▶ **Exercise set**:
a) Please extract the part of the Baltimore weekend excerpt from "I went thinking" to "serious. Properly serious.", copying it word for word.
b) Summarize the Baltimore weekend excerpt in two sentences.

▶ **Text shown**:
And for years there was this question quietly humming in the background: Can you be both?

Can the wannabe rock-star, party-loving version of me also be legit-kosher? Or eventually do you have to choose which one is the real one?

Last weekend in Baltimore, I think I saw an answer.

I had been invited to run a “Get Men Talking” session at the FJMC International Leadership Development Institute, a program bringing together over 100 Jewish guys from all over North America to spend Shabbat together. (“Get Men Talking” is a British program started by Rickman that is similar to FJMC’s Hearing Men’s Voices.)

I went thinking I was there to deliver something. Share the origin story of GMT. Run a taster session. Hope it landed with a group of mostly 60-something American men from a very different Jewish culture to the one I know.

Gulp.

But as it turns out, I was the one who got the lesson.

By day, these guys were serious. Properly serious.

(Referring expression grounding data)
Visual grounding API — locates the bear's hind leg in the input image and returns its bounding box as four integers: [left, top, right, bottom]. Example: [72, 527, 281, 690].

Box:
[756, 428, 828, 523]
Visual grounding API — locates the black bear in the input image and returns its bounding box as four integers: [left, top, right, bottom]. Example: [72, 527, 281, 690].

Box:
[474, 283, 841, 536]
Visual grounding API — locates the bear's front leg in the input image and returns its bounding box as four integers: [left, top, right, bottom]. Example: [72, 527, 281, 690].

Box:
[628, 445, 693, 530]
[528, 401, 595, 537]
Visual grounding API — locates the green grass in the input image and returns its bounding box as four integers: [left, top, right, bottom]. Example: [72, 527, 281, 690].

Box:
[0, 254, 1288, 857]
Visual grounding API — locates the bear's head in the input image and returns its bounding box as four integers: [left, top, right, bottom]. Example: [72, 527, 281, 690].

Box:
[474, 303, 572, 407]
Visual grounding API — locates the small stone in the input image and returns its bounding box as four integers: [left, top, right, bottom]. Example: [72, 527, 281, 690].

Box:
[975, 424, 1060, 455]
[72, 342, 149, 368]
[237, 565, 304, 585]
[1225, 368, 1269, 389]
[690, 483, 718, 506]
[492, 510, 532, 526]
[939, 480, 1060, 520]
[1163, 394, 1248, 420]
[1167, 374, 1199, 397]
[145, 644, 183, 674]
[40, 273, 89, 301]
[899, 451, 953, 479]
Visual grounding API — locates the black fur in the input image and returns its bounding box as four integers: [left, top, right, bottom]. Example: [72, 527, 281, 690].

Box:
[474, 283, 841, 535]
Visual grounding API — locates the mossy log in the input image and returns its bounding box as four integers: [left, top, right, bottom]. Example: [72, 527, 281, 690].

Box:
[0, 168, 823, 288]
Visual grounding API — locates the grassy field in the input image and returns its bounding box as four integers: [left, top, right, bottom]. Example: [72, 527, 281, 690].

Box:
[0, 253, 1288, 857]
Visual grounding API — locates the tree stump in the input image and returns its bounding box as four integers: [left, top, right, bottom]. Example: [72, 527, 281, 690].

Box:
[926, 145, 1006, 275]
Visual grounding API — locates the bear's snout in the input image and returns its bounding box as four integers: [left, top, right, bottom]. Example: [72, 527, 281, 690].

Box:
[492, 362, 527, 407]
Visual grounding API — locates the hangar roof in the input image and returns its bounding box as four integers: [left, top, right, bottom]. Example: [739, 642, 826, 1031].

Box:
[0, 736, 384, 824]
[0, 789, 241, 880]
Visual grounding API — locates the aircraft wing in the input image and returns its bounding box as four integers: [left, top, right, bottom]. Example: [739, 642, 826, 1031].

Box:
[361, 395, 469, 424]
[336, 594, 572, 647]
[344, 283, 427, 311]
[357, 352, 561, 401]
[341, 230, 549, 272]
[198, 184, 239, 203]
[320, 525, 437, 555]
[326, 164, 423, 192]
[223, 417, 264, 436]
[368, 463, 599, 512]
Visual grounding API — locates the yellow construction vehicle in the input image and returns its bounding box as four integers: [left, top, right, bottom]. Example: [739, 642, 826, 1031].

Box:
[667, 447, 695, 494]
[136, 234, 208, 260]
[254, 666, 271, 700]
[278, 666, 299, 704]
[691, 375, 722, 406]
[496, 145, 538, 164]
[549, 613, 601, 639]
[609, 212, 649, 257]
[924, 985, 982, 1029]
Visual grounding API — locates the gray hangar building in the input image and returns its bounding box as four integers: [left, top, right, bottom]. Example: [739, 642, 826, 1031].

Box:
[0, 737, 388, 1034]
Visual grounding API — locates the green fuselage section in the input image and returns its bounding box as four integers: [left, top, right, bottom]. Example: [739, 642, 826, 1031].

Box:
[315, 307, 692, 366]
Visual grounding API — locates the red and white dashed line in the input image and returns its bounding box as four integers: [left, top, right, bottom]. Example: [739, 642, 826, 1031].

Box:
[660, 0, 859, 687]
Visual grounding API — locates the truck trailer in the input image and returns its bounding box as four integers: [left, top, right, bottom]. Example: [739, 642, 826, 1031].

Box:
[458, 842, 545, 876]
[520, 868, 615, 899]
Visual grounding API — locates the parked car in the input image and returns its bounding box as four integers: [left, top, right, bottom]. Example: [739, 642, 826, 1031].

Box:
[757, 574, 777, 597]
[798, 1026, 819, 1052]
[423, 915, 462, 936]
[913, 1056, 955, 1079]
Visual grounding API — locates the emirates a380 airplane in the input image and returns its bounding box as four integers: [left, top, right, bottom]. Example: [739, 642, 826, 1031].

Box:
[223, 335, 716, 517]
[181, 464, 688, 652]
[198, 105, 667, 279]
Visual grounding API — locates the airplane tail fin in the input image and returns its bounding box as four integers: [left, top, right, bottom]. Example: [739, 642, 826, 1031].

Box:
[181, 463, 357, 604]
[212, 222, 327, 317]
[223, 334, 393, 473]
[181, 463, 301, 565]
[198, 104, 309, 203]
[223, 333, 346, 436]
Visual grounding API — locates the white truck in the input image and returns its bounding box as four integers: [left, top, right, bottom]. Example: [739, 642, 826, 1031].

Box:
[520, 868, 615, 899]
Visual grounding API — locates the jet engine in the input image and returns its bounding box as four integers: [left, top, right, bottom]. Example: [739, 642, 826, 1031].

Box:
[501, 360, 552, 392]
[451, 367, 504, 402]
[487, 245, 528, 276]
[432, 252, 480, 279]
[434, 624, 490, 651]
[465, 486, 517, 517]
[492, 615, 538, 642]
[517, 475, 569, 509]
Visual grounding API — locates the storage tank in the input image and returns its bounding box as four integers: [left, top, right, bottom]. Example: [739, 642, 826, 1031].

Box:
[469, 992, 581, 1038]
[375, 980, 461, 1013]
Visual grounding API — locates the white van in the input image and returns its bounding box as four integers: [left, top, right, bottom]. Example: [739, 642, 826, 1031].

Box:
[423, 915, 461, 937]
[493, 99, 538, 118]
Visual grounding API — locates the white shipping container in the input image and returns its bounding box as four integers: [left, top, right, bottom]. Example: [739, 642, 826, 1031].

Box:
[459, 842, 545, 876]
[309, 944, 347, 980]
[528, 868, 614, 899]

▶ **Activity answers**:
a)
I went thinking I was there to deliver something. Share the origin story of GMT. Run a taster session. Hope it landed with a group of mostly 60-something American men from a very different Jewish culture to the one I know.

Gulp.

But as it turns out, I was the one who got the lesson.

By day, these guys were serious. Properly serious.

b) For years the writer has wondered whether a wannabe rock-star, party-loving self can also be "legit-kosher," and says an answer came last weekend in Baltimore. Invited to run a "Get Men Talking" session at the FJMC International Leadership Development Institute, which brought over 100 Jewish men from across North America together for Shabbat, the writer expected to deliver something but turned out to be the one who got the lesson.